> [PROBLEM TO SOLVE]: For each line in the data that includes "patch", make a copy.

> [RECORDS SUPPLIED]:
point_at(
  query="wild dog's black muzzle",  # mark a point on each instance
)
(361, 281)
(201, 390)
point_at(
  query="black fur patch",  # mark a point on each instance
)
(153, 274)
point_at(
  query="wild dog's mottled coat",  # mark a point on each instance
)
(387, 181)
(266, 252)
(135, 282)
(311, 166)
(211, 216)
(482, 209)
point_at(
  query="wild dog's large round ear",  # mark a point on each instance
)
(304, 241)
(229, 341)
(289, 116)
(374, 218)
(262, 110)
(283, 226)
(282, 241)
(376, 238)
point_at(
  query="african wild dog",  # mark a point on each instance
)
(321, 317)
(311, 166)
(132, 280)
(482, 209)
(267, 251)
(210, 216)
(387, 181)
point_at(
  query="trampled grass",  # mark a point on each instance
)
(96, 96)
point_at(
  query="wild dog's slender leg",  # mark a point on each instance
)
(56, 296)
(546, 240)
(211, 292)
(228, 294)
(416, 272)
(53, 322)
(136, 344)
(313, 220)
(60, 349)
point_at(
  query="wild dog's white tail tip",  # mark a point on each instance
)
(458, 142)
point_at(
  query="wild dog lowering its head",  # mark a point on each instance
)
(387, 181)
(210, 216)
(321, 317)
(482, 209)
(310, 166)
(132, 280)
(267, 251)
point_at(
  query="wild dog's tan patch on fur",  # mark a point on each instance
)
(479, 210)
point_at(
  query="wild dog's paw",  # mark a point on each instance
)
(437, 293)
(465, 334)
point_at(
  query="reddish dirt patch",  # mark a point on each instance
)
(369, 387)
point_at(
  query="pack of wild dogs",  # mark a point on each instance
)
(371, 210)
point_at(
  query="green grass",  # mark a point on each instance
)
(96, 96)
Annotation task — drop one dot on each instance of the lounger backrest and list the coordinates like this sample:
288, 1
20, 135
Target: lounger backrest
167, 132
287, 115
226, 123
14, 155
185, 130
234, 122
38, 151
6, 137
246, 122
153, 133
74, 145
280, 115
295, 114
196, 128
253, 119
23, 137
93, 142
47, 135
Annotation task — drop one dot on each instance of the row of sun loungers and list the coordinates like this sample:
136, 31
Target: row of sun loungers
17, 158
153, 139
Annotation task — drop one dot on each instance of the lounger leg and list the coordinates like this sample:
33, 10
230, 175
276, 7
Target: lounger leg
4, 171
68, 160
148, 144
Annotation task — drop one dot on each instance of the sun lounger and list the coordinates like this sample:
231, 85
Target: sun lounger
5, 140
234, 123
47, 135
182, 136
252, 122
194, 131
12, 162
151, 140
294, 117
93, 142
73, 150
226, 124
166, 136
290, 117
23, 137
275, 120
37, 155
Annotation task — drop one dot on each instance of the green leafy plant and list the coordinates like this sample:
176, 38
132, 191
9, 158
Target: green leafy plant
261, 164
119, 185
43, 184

> [ANSWER]:
  query="black fur patch",  # mark a point on each instance
  query="wild dog's tan patch on fur",  # mark a point on each instance
  query="reddish dirt patch",  # mark a point on each instance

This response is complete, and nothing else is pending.